* EXTRACT *
..............................
Distribution of millets production across the world:

  • India, Nigeria and China are the largest producers of millets in the world, accounting for more than 55% of the global production.
    • For many years, India was a major producer of millets.
    • However, in recent years, millet production has increased dramatically in Africa.
  • In India, pearl millet is the fourth-most widely cultivated food crop after rice, wheat and maize.
  • Millets are available almost across India.

India and millets:

  • ‘Millets’ were among the first crops to be domesticated in India with several evidence of its consumption during the Indus valley civilization.
  • In India, millets are primarily a kharif crop, requiring less water and agricultural inputs than other similar staples.
  • Millets are important by virtue of its mammoth potential to generate livelihoods, increase farmers’ income and ensure food and nutritional security all over the world.
..............................
* GIVEN INFORMATION *
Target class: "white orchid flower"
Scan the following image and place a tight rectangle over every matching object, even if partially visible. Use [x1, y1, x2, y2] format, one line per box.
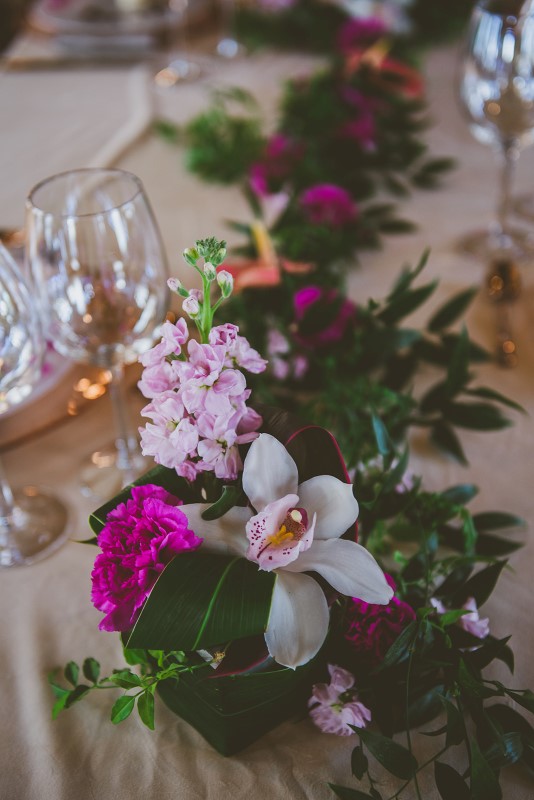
..............................
* TASKS TO COMPLETE *
• a. List every country named in the text on millets.
• b. Duplicate the text on millets between "Distribution of millets" and "wheat and maize.", inclusive.

* IN RESPONSE *
• a. India, Nigeria, China

• b.
Distribution of millets production across the world:

  • India, Nigeria and China are the largest producers of millets in the world, accounting for more than 55% of the global production.
    • For many years, India was a major producer of millets.
    • However, in recent years, millet production has increased dramatically in Africa.
  • In India, pearl millet is the fourth-most widely cultivated food crop after rice, wheat and maize.